**Exercise tasks**:
a) In the text on the Finnish depression study, what was the age range of the patients included?
b) Pick up the text on the Finnish depression study after its last sentence and continue it.

Finnish TRD Study: Low Use of ECT

Out on PubMed, from Finnish investigators, is this study:

Courses of treatment and risk factors for treatment-resistant depression in Finnish primary and special healthcare: A nationwide cohort study.

Lähteenvuo M, Taipale H, Tanskanen A, Rannanpää S, Tiihonen J.J Affect Disord. 2022 Apr 6:S0165-0327(22)00343-3. doi: 10.1016/j.jad.2022.04.010. Online ahead of print.PMID: 35398108

The abstract is copied below:


Objective: Investigate incidence, risk factors and courses of treatment for treatment-resistant depression (TRD) in primary and special healthcare.

Methods: All patients identified from nationwide registers, aged 16-65 years, diagnosed with depression in Finland during 2004-2016 were included. New antidepressant users were identified with six-month washout period and followed-up for two years to observe for presence of TRD, which was defined as initiation of a third trial after having failed two pharmacological treatment trials with adequate duration.

**Natural-language object grounding data**:
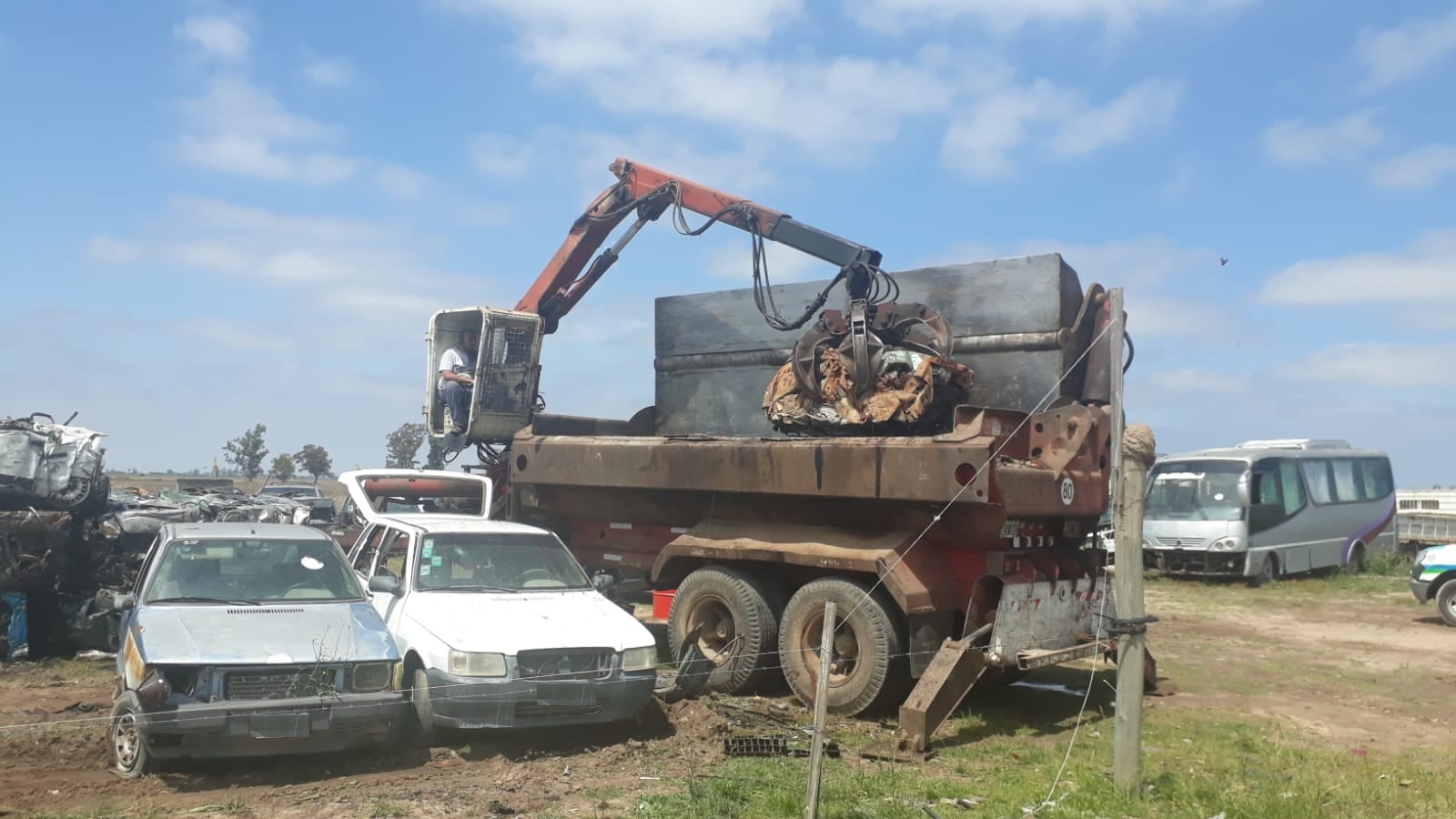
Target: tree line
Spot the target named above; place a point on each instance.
(248, 452)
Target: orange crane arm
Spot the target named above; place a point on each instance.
(650, 193)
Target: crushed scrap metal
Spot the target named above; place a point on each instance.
(69, 542)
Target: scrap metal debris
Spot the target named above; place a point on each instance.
(69, 541)
(912, 390)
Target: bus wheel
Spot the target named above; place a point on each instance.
(1356, 564)
(739, 618)
(1267, 571)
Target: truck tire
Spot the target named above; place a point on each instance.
(1446, 602)
(868, 668)
(739, 614)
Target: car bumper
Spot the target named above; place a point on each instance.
(257, 727)
(1196, 562)
(1421, 589)
(472, 703)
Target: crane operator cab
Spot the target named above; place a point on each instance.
(504, 366)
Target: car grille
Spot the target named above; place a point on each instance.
(565, 663)
(1179, 542)
(281, 683)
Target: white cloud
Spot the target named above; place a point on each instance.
(1008, 16)
(500, 155)
(329, 72)
(319, 261)
(233, 106)
(222, 36)
(1140, 108)
(238, 127)
(1416, 169)
(1380, 365)
(1404, 51)
(1295, 142)
(111, 251)
(251, 157)
(1423, 273)
(1198, 382)
(980, 140)
(400, 182)
(713, 67)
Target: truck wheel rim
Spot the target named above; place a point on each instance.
(127, 741)
(844, 649)
(718, 629)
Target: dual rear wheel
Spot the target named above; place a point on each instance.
(749, 632)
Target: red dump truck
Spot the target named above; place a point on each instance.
(932, 458)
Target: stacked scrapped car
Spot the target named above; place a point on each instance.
(249, 639)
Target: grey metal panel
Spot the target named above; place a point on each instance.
(1004, 296)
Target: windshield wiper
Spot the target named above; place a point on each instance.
(204, 601)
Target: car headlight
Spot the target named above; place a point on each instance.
(371, 676)
(1228, 545)
(470, 663)
(640, 659)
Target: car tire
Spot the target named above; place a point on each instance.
(1446, 602)
(866, 630)
(752, 608)
(127, 741)
(422, 709)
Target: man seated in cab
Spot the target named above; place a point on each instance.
(458, 379)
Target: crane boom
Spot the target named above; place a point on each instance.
(650, 191)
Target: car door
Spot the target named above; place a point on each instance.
(393, 559)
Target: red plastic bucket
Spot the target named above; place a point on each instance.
(662, 603)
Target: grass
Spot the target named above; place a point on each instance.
(1196, 763)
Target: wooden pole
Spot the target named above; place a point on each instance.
(820, 709)
(1132, 458)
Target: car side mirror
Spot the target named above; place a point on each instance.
(386, 584)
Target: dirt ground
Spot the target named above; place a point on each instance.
(1341, 668)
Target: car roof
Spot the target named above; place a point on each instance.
(244, 530)
(458, 523)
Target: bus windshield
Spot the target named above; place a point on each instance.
(1194, 490)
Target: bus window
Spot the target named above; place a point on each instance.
(1293, 489)
(1317, 475)
(1347, 487)
(1378, 480)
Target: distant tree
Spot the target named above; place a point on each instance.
(315, 460)
(283, 467)
(247, 452)
(402, 445)
(436, 455)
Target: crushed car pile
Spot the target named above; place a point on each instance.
(70, 541)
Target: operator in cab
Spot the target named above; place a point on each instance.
(458, 379)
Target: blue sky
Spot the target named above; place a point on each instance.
(222, 213)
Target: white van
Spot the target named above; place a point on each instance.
(499, 624)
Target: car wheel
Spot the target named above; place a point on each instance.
(127, 739)
(866, 666)
(739, 618)
(1446, 602)
(426, 729)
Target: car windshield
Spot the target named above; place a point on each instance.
(252, 570)
(497, 561)
(1198, 490)
(296, 491)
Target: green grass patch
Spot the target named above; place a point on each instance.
(1196, 763)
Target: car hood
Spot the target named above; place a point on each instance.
(511, 622)
(210, 634)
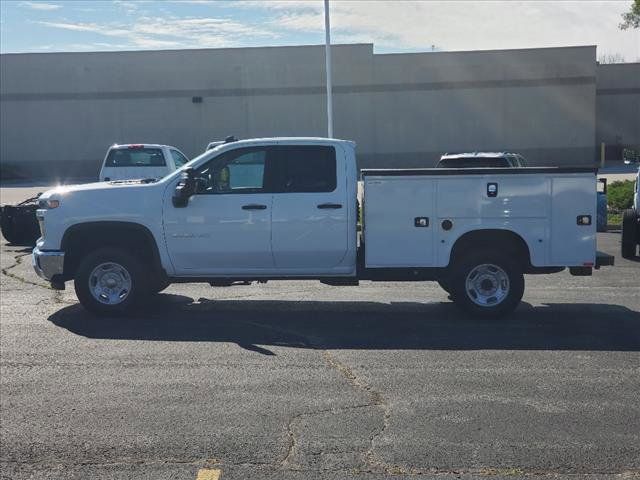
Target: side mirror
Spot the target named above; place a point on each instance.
(185, 188)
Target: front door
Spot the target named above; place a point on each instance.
(310, 212)
(226, 227)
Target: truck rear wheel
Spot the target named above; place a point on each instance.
(110, 281)
(487, 284)
(630, 237)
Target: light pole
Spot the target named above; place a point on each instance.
(327, 48)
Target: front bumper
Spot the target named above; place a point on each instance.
(47, 264)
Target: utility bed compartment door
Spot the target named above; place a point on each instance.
(399, 221)
(573, 244)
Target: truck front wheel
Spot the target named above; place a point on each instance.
(630, 237)
(110, 281)
(487, 284)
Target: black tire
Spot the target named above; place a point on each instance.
(160, 285)
(445, 285)
(629, 233)
(496, 266)
(134, 269)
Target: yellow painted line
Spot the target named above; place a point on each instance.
(209, 474)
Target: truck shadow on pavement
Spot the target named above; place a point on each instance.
(256, 325)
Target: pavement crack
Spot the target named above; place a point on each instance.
(377, 400)
(286, 460)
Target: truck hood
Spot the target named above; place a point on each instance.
(62, 191)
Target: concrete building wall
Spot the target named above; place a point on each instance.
(60, 112)
(618, 106)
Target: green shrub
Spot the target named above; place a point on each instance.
(620, 195)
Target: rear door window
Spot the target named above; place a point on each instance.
(135, 157)
(306, 168)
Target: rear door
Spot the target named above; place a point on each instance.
(310, 214)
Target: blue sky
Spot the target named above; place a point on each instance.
(400, 26)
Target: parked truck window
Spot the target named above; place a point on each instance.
(178, 158)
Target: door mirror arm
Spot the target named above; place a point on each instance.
(185, 188)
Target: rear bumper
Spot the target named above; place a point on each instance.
(47, 264)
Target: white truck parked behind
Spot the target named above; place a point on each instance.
(146, 161)
(286, 208)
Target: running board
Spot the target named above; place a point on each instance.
(604, 259)
(341, 282)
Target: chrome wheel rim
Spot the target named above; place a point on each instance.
(487, 285)
(110, 283)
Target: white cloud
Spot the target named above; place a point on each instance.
(464, 25)
(40, 6)
(158, 32)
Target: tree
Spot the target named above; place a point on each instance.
(631, 19)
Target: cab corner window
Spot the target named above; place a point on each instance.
(309, 169)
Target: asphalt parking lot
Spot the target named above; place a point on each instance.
(298, 380)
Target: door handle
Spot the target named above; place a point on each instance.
(254, 206)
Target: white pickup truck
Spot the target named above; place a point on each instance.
(124, 162)
(286, 208)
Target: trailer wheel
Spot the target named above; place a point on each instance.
(110, 281)
(629, 233)
(487, 284)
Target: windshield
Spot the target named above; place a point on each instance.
(135, 157)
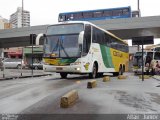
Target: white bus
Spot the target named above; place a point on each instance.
(150, 57)
(83, 48)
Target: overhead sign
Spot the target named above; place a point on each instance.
(142, 40)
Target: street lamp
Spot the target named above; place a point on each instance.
(22, 13)
(138, 8)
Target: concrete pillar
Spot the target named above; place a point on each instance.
(1, 53)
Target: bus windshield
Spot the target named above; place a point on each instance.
(62, 41)
(137, 61)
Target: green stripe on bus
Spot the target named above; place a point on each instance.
(106, 55)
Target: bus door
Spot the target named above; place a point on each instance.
(149, 58)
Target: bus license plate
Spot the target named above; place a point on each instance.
(59, 68)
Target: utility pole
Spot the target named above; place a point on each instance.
(22, 13)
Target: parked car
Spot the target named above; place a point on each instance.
(13, 63)
(36, 66)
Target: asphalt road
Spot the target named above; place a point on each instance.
(42, 95)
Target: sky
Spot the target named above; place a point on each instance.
(44, 12)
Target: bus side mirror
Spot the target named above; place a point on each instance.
(33, 39)
(39, 37)
(81, 36)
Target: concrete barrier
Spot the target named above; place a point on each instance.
(92, 84)
(69, 99)
(145, 76)
(106, 78)
(122, 77)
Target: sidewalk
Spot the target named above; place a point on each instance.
(18, 73)
(157, 77)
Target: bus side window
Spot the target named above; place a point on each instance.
(86, 40)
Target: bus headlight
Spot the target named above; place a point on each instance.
(76, 63)
(78, 69)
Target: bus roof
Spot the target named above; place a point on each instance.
(86, 22)
(97, 10)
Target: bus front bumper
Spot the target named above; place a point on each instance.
(69, 69)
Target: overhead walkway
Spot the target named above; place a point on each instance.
(124, 28)
(132, 27)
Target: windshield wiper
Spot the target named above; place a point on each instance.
(63, 49)
(59, 45)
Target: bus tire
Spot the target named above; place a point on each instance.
(94, 72)
(99, 74)
(115, 73)
(63, 75)
(120, 70)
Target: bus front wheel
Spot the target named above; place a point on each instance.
(63, 75)
(94, 72)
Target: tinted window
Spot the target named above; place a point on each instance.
(87, 39)
(117, 12)
(125, 11)
(87, 14)
(105, 39)
(107, 13)
(77, 16)
(97, 14)
(157, 56)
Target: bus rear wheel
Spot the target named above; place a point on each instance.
(63, 75)
(94, 72)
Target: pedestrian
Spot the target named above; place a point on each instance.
(157, 68)
(147, 68)
(152, 68)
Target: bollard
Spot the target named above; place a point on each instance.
(69, 99)
(106, 78)
(144, 76)
(92, 84)
(122, 77)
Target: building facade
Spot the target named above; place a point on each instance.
(4, 24)
(18, 19)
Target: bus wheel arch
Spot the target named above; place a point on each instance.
(63, 75)
(121, 70)
(124, 68)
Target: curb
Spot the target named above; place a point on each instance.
(15, 77)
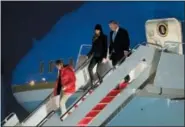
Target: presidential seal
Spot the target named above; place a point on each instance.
(162, 29)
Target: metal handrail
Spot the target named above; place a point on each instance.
(72, 105)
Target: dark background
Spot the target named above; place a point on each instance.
(21, 23)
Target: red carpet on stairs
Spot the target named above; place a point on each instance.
(97, 109)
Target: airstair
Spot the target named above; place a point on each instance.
(146, 65)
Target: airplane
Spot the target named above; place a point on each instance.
(163, 49)
(32, 85)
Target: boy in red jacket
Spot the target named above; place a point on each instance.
(65, 84)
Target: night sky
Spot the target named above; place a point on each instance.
(21, 23)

**Answer section**:
a) 16 to 65 years.

b)
Results: During follow-up, 177,144 persons had their first registered antidepressant treated depression (mean age: 39.5, 62.5% women). Of them, 10.9% (N = 19,322) met TRD criteria. Among the TRD patients, most common first and second antidepressants trials were: SSRIs (44.6%), mirtazapine (19.0%) and SNRIs (16.5%). As the third treatment line, antidepressant monotherapy (44.2% of TRD patients) was most common, followed by a combination of ≥2 antidepressants (32.1%), antipsychotic or mood stabilizer augmentation and an antidepressant (15.8%), both combination of antidepressants and an augmentation with a mood stabilizer or antipsychotic (4.9%), antipsychotic or mood stabilizer monotherapy (2.7%) and ECT (0.3%). Of TRD patients, 16.5% (N = 3188) progressed to the fifth treatment line, in which the most common treatments were antidepressant monotherapy (33.4%), antidepressant combinations (27.5%) and augmentation (24.2%). Factors associated with higher risk of TRD included male gender, younger age, higher initial disease severity and hospitalization at initial onset of depression.

Conclusions: Antidepressant monotherapies were still the most common fifth line of depression treatment. Severe depression, hospitalization due to depression, young age and male gender may predispose to TRD.

Keywords: Antidepressant; Depression; Epidemiology; MDD; Pharmacoepidemiology; Treatment-resistant depression.

The article is here.

And from the text:
The reason to blog about this paper is simple: the low rate and late prescription of ECT in a large sample of patients with TRD. Of course, Finland is, unfortunately, not an outlier: as documented in many recent data papers and reviews, ECT is under prescribed throughout the world.
This is a good study with a large registry dataset, but the ECT part is small, reflecting the clinical reality.